WHAT YOU WILL DO → Present the following data again exactly as it is shown.

── STORED RECORDS

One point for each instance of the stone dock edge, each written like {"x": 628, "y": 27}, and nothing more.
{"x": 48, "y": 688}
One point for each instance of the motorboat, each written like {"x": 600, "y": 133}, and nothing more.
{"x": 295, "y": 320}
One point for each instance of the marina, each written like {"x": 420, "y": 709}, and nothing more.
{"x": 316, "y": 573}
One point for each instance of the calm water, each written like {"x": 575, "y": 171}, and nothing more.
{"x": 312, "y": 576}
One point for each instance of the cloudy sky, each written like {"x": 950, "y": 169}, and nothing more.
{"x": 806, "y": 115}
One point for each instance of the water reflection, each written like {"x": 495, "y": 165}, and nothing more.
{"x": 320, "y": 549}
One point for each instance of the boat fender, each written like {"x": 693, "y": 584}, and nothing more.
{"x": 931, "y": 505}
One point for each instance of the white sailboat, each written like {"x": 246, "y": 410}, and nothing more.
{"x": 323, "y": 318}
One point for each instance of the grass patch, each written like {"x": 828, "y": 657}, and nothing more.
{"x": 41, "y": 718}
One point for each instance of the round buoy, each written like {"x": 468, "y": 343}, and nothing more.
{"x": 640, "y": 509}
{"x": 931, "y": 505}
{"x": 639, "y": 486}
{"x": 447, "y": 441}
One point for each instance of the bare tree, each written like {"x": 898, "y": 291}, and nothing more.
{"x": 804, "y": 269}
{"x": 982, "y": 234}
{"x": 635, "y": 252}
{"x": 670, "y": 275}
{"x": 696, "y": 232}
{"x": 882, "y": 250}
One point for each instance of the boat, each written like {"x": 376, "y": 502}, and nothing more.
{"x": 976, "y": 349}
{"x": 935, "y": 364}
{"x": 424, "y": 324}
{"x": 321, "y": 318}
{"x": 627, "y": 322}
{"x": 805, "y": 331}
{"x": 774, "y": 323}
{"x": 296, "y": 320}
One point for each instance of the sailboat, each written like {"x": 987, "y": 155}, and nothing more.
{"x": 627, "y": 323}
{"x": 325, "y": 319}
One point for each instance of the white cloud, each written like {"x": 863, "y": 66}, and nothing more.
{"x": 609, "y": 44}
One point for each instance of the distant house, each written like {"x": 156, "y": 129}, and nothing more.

────

EXERCISE OUTPUT →
One point for each instance of the stone dock edge, each written like {"x": 628, "y": 27}, and nothing more.
{"x": 48, "y": 688}
One point for each instance of the motorboat, each written like {"x": 600, "y": 133}, and nothing more.
{"x": 295, "y": 320}
One point for each instance of the marina, each written like {"x": 420, "y": 709}, and nothing more.
{"x": 316, "y": 573}
One point for each instance of the calm water, each written like {"x": 575, "y": 171}, and nothing more.
{"x": 312, "y": 576}
One point for each instance of the cloudy sky, each written like {"x": 950, "y": 169}, and nothing more.
{"x": 806, "y": 115}
One point for each instance of the water reflection, each written like {"x": 495, "y": 165}, and nothing more.
{"x": 320, "y": 549}
One point for each instance of the boat fender, each written like {"x": 693, "y": 584}, and nothing more.
{"x": 931, "y": 505}
One point for each instance of the white sailboat, each written like {"x": 246, "y": 410}, and nothing more.
{"x": 323, "y": 318}
One point for each instance of the grass patch, each written like {"x": 828, "y": 657}, and nothing more.
{"x": 41, "y": 718}
One point for each instance of the round buoy, each written like {"x": 468, "y": 343}, and nothing more.
{"x": 640, "y": 509}
{"x": 931, "y": 505}
{"x": 639, "y": 486}
{"x": 447, "y": 441}
One point for each instance of the bare tree, each written like {"x": 898, "y": 291}, and nothing more.
{"x": 804, "y": 269}
{"x": 982, "y": 234}
{"x": 635, "y": 252}
{"x": 670, "y": 275}
{"x": 696, "y": 232}
{"x": 882, "y": 250}
One point for each instance of the boat, each written like {"x": 376, "y": 502}, and nothing more.
{"x": 976, "y": 349}
{"x": 935, "y": 364}
{"x": 424, "y": 324}
{"x": 321, "y": 318}
{"x": 627, "y": 322}
{"x": 805, "y": 331}
{"x": 774, "y": 323}
{"x": 296, "y": 320}
One point for each instance of the sailboat, each written like {"x": 987, "y": 155}, and nothing more.
{"x": 627, "y": 323}
{"x": 325, "y": 319}
One point for each instance of the white cloud, each written like {"x": 863, "y": 66}, and nothing more.
{"x": 609, "y": 44}
One point for each instance of the distant house, each written like {"x": 156, "y": 129}, and nothing more.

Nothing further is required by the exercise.